TinyBERT for URL Phishing Detection

This model is fine-tuned from huawei-noah/TinyBERT_General_4L_312D to detect phishing URLs.

Model description

The model is a fine-tuned version of TinyBERT, specifically trained to classify URLs as either legitimate or phishing.

Intended uses & limitations

This model is intended to be used for detecting phishing URLs. It takes a URL as input and outputs a prediction of whether the URL is legitimate or phishing.

Training data

The model was trained on a combination of:

Legitimate URLs from the Majestic Million dataset
Phishing URLs from phishing-links-ACTIVE.txt and phishing-links-INACTIVE.txt

Training procedure

The model was fine-tuned using the Hugging Face Transformers library with the following parameters:

Learning rate: 5e-5
Batch size: 16
Number of epochs: 3
Weight decay: 0.01

Evaluation results

The model was evaluated on a test set consisting of both legitimate and phishing URLs.

Usage

from transformers import AutoTokenizer, AutoModelForSequenceClassification
import torch

# Load model and tokenizer
tokenizer = AutoTokenizer.from_pretrained("songhieng/TinyBERT-URL-Detection-1.0")

__WHAT THIS EXERCISE ASKS__:
a – According to the TinyBERT phishing model card, what batch size was used during fine-tuning?
b – Render this sentence from the TinyBERT phishing model card in Spanish: "The model was evaluated on a test set consisting of both legitimate and phishing URLs."
c – Write the next part of the TinyBERT phishing model card, picking up right after its final line of code.

__MATERIAL SUPPLIED__:
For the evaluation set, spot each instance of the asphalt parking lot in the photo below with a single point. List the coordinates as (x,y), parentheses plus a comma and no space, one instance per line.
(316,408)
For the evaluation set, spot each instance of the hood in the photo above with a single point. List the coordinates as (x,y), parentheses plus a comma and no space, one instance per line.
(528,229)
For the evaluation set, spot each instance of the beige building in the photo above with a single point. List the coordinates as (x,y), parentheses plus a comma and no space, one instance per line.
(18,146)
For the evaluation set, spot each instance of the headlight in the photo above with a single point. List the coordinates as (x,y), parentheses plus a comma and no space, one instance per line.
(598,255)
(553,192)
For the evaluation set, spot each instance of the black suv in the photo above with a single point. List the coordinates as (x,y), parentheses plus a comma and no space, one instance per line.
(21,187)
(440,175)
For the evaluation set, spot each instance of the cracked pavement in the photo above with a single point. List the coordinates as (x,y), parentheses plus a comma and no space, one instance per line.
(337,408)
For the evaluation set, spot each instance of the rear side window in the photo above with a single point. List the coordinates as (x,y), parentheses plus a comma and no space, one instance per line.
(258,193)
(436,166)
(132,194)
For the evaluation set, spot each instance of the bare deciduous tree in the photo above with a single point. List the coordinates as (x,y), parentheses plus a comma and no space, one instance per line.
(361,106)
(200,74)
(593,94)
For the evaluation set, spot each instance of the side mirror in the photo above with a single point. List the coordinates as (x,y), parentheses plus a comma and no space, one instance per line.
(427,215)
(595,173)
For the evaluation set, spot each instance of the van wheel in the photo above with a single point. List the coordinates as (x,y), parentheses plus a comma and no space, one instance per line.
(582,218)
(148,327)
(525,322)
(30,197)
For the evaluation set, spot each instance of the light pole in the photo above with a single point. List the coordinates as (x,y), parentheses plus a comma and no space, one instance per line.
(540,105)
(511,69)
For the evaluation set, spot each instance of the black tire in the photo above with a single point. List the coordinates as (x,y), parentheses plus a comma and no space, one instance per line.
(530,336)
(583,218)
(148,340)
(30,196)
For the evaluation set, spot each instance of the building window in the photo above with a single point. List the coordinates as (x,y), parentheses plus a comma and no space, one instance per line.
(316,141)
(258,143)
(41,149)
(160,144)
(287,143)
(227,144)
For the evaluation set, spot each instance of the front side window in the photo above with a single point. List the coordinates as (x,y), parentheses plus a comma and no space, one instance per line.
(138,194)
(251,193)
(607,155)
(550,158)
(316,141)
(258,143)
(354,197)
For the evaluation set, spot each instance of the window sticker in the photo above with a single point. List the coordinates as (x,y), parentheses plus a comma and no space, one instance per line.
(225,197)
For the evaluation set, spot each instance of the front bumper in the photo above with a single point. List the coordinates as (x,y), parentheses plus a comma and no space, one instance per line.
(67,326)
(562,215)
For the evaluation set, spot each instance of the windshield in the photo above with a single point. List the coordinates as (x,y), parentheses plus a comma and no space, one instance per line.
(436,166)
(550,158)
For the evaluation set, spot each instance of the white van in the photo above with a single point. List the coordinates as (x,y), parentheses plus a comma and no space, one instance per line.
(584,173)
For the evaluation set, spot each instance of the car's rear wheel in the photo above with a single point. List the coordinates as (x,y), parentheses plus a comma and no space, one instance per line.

__RESULTS__:
a – 16

b – El modelo se evaluó con un conjunto de prueba compuesto por URL legítimas y de phishing.

c –
model = AutoModelForSequenceClassification.from_pretrained("songhieng/TinyBERT-URL-Detection-1.0")

# Prepare URL for classification
url = "https://example.com"
inputs = tokenizer(url, return_tensors="pt", truncation=True, padding=True, max_length=128)

# Make prediction
with torch.no_grad():
    outputs = model(**inputs)
    predictions = torch.softmax(outputs.logits, dim=1)
    label = torch.argmax(predictions, dim=1).item()

# Output result
result = "phishing" if label == 1 else "legitimate"
confidence = predictions[0][label].item()
print(f"URL: {url}")
print(f"Prediction: {result}")
print(f"Confidence: {confidence:.4f}")